» WORK TO COMPLETE
Output everything in the listing exactly.

* * * * * * * * *

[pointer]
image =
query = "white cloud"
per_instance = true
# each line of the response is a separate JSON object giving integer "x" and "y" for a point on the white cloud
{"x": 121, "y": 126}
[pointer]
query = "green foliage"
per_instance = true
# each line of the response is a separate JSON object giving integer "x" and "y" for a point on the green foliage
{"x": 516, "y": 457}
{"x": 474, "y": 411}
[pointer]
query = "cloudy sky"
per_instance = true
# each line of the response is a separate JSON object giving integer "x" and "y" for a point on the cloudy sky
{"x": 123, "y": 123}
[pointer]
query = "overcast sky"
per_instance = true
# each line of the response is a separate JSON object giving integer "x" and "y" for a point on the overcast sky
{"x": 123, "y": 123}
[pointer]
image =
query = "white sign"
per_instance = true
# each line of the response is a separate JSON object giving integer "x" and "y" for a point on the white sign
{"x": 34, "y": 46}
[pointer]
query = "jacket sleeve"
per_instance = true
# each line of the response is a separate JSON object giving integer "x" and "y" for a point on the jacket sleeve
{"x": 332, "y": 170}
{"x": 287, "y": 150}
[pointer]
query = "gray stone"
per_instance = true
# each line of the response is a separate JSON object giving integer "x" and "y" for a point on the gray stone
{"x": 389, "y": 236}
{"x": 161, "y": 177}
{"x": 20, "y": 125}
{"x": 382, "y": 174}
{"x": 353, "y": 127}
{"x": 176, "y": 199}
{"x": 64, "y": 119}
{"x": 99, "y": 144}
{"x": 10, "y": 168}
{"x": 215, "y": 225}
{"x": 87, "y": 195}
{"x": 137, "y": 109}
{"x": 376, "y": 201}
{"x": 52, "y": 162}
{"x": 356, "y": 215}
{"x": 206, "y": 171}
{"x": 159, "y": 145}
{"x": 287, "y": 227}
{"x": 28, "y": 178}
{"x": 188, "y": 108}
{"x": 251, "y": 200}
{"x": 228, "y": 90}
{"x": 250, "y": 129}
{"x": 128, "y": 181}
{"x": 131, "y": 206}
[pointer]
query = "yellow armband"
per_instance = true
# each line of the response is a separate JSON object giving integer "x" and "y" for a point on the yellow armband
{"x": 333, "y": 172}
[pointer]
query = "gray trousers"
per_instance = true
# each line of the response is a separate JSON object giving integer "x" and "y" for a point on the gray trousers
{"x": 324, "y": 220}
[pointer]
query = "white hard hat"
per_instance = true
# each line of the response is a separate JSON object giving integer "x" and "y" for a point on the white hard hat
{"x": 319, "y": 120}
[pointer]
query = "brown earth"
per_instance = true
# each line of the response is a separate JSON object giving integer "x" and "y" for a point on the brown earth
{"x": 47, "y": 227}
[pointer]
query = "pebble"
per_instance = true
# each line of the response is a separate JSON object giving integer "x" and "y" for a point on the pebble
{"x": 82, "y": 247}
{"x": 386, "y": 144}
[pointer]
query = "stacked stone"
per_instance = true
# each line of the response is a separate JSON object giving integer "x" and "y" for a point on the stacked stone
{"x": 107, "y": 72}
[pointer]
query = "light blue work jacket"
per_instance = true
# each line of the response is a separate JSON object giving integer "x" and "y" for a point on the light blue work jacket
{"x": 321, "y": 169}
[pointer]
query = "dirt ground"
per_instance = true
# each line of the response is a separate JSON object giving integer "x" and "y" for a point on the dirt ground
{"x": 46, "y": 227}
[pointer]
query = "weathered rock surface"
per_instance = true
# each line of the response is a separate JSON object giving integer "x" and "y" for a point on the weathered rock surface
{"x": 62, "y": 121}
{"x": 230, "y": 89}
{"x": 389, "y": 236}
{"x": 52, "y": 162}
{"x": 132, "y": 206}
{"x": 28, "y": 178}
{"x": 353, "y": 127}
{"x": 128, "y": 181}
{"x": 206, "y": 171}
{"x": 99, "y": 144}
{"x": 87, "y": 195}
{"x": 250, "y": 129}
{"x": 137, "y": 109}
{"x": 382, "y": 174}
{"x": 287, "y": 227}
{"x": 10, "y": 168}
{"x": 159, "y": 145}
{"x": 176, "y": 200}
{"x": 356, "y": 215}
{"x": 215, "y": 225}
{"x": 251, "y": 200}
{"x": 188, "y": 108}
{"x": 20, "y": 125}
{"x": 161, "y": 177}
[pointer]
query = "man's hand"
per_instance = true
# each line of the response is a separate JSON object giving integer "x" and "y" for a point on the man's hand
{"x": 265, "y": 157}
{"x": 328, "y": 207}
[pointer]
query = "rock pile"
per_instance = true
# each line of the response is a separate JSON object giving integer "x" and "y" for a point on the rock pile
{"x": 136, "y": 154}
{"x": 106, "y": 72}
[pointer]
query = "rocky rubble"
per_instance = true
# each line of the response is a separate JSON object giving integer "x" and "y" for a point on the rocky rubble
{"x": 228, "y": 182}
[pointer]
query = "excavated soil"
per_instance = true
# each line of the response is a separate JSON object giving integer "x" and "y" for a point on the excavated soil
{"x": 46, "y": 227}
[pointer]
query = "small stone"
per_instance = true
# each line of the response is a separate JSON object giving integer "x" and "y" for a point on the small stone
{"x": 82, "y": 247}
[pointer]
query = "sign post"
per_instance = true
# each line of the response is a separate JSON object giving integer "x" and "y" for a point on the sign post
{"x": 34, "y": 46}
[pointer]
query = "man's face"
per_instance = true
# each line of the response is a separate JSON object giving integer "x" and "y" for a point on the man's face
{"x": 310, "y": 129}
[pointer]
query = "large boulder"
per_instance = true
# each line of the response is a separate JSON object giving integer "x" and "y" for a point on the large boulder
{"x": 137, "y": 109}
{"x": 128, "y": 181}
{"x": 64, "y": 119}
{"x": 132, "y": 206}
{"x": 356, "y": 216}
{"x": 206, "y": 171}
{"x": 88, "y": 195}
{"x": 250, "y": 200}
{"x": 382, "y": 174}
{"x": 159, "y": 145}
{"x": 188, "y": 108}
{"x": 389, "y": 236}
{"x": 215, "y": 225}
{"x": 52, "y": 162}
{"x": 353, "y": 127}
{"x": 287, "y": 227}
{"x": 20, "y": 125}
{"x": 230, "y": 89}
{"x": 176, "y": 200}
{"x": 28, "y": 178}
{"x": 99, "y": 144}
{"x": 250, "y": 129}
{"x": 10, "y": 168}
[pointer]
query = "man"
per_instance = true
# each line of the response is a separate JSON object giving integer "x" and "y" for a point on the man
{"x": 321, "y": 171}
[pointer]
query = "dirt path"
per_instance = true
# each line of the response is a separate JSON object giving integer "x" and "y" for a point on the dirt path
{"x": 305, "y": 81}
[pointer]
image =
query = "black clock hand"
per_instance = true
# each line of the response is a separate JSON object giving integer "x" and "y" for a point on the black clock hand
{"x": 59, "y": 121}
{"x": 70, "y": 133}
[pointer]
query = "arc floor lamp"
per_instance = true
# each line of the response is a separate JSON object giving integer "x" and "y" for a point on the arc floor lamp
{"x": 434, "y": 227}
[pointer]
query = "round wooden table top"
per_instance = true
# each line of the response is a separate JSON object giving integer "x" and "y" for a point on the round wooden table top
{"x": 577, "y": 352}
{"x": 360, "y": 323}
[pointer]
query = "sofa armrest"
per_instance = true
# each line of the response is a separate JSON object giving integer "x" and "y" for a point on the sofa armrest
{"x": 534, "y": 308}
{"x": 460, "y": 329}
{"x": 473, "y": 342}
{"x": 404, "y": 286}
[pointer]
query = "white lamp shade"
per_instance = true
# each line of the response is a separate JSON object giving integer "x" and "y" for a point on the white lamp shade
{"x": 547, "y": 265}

* * * * * * * * *

» YOUR SOLUTION
[pointer]
image =
query = "white cloud"
per_instance = true
# each line of the response is a separate JSON object giving integer "x" and "y" for a point on the white cloud
{"x": 121, "y": 126}
[pointer]
query = "green foliage"
per_instance = true
# each line of the response is a separate JSON object giving integer "x" and "y" for a point on the green foliage
{"x": 516, "y": 457}
{"x": 474, "y": 411}
[pointer]
query = "cloudy sky"
per_instance = true
# each line of the response is a separate JSON object giving integer "x" and "y" for a point on the cloudy sky
{"x": 123, "y": 123}
[pointer]
query = "overcast sky"
per_instance = true
# each line of the response is a separate JSON object giving integer "x" and "y" for a point on the overcast sky
{"x": 123, "y": 123}
[pointer]
image =
query = "white sign"
per_instance = true
# each line of the response is a separate JSON object giving integer "x" and "y" for a point on the white sign
{"x": 34, "y": 46}
[pointer]
query = "jacket sleeve"
per_instance = true
# each line of the response is a separate JSON object giving integer "x" and "y" for a point on the jacket sleeve
{"x": 332, "y": 170}
{"x": 287, "y": 150}
[pointer]
query = "gray stone"
per_instance = true
# each line of the response is a separate JSON object giving integer "x" and "y" for a point on the gray stone
{"x": 389, "y": 236}
{"x": 161, "y": 177}
{"x": 20, "y": 125}
{"x": 382, "y": 174}
{"x": 353, "y": 127}
{"x": 176, "y": 199}
{"x": 64, "y": 119}
{"x": 99, "y": 144}
{"x": 10, "y": 168}
{"x": 215, "y": 225}
{"x": 87, "y": 195}
{"x": 137, "y": 109}
{"x": 376, "y": 201}
{"x": 52, "y": 162}
{"x": 356, "y": 215}
{"x": 206, "y": 171}
{"x": 159, "y": 145}
{"x": 287, "y": 227}
{"x": 28, "y": 178}
{"x": 188, "y": 108}
{"x": 251, "y": 200}
{"x": 228, "y": 90}
{"x": 250, "y": 129}
{"x": 128, "y": 181}
{"x": 131, "y": 206}
[pointer]
query = "yellow armband"
per_instance = true
# each line of the response is a separate JSON object giving integer "x" and "y" for a point on the yellow armband
{"x": 333, "y": 172}
[pointer]
query = "gray trousers"
per_instance = true
# each line of the response is a separate JSON object giving integer "x" and "y" for a point on the gray trousers
{"x": 324, "y": 220}
[pointer]
query = "white hard hat"
per_instance = true
# each line of the response is a separate JSON object giving integer "x" and "y" for a point on the white hard hat
{"x": 319, "y": 120}
[pointer]
query = "brown earth"
per_instance = true
# each line of the response is a separate JSON object giving integer "x" and "y" for a point on the brown earth
{"x": 47, "y": 227}
[pointer]
query = "pebble"
per_instance = true
# each line of the response is a separate JSON object giving integer "x" and "y" for a point on the pebble
{"x": 82, "y": 247}
{"x": 386, "y": 144}
[pointer]
query = "stacked stone"
per_instance = true
# each line of the response is a separate JSON object giving integer "x" and "y" for a point on the stacked stone
{"x": 107, "y": 72}
[pointer]
query = "light blue work jacket"
per_instance = true
# each line of the response is a separate JSON object giving integer "x" and "y" for a point on the light blue work jacket
{"x": 321, "y": 169}
[pointer]
query = "dirt ground"
per_instance = true
# each line of the response is a separate JSON object giving integer "x" and "y" for a point on the dirt ground
{"x": 46, "y": 227}
[pointer]
query = "weathered rock surface"
per_instance = true
# each line of the response is a separate JSON object giving integer "x" and "y" for a point on the weathered rock surface
{"x": 62, "y": 121}
{"x": 230, "y": 89}
{"x": 389, "y": 236}
{"x": 52, "y": 162}
{"x": 132, "y": 206}
{"x": 28, "y": 178}
{"x": 353, "y": 127}
{"x": 128, "y": 181}
{"x": 206, "y": 171}
{"x": 99, "y": 144}
{"x": 87, "y": 195}
{"x": 250, "y": 129}
{"x": 137, "y": 109}
{"x": 382, "y": 174}
{"x": 287, "y": 227}
{"x": 10, "y": 168}
{"x": 159, "y": 145}
{"x": 176, "y": 200}
{"x": 356, "y": 215}
{"x": 215, "y": 225}
{"x": 251, "y": 200}
{"x": 188, "y": 108}
{"x": 20, "y": 125}
{"x": 161, "y": 177}
[pointer]
query = "man's hand"
per_instance = true
# each line of the response is a separate JSON object giving integer "x" and "y" for a point on the man's hand
{"x": 265, "y": 157}
{"x": 328, "y": 207}
[pointer]
query = "rock pile"
per_instance = true
# each line of the response is a separate JSON object giving integer "x" and "y" for a point on the rock pile
{"x": 136, "y": 154}
{"x": 106, "y": 72}
[pointer]
query = "rocky rubble"
per_instance = true
# each line of the response is a separate JSON object giving integer "x" and "y" for a point on the rocky rubble
{"x": 228, "y": 182}
[pointer]
query = "excavated soil"
per_instance = true
# each line of the response is a separate JSON object giving integer "x" and "y" for a point on the excavated soil
{"x": 46, "y": 227}
[pointer]
query = "small stone"
per_instance = true
# each line of the response is a separate JSON object giving integer "x" and "y" for a point on the small stone
{"x": 82, "y": 247}
[pointer]
query = "sign post"
per_instance = true
# each line of the response is a separate JSON object giving integer "x" and "y" for a point on the sign post
{"x": 34, "y": 46}
[pointer]
query = "man's face"
per_instance = true
# each line of the response is a separate JSON object giving integer "x" and "y" for a point on the man's face
{"x": 310, "y": 129}
[pointer]
query = "large boulder"
per_instance = true
# each line of the response is a separate JSON object giving integer "x" and "y" for a point on the large boulder
{"x": 137, "y": 109}
{"x": 128, "y": 181}
{"x": 64, "y": 119}
{"x": 132, "y": 206}
{"x": 356, "y": 216}
{"x": 206, "y": 171}
{"x": 88, "y": 195}
{"x": 250, "y": 200}
{"x": 382, "y": 174}
{"x": 159, "y": 145}
{"x": 188, "y": 108}
{"x": 389, "y": 236}
{"x": 215, "y": 225}
{"x": 52, "y": 162}
{"x": 353, "y": 127}
{"x": 287, "y": 227}
{"x": 20, "y": 125}
{"x": 230, "y": 89}
{"x": 176, "y": 200}
{"x": 28, "y": 178}
{"x": 99, "y": 144}
{"x": 250, "y": 129}
{"x": 10, "y": 168}
[pointer]
query = "man"
per_instance = true
# each line of the response is a separate JSON object giving integer "x" and "y" for a point on the man
{"x": 321, "y": 171}
[pointer]
query = "dirt path"
per_instance = true
# each line of the response is a separate JSON object giving integer "x" and "y" for a point on the dirt path
{"x": 305, "y": 81}
[pointer]
image =
query = "black clock hand"
per_instance = true
# each line of the response is a separate JSON object giving integer "x" and "y" for a point on the black clock hand
{"x": 59, "y": 121}
{"x": 70, "y": 133}
[pointer]
query = "arc floor lamp"
per_instance = true
# each line of the response is a separate JSON object giving integer "x" and "y" for a point on the arc floor lamp
{"x": 434, "y": 227}
[pointer]
query = "round wooden table top"
per_instance = true
# each line of the response is a separate JSON object giving integer "x" and "y" for a point on the round wooden table top
{"x": 577, "y": 352}
{"x": 360, "y": 323}
[pointer]
query = "sofa armrest"
per_instance = true
# each line of the response is a separate JSON object giving integer "x" and "y" for a point on the sofa armrest
{"x": 534, "y": 308}
{"x": 460, "y": 329}
{"x": 473, "y": 342}
{"x": 404, "y": 286}
[pointer]
query = "white lamp shade"
per_instance = true
# each line of the response is a separate JSON object giving integer "x" and "y" for a point on the white lamp shade
{"x": 547, "y": 265}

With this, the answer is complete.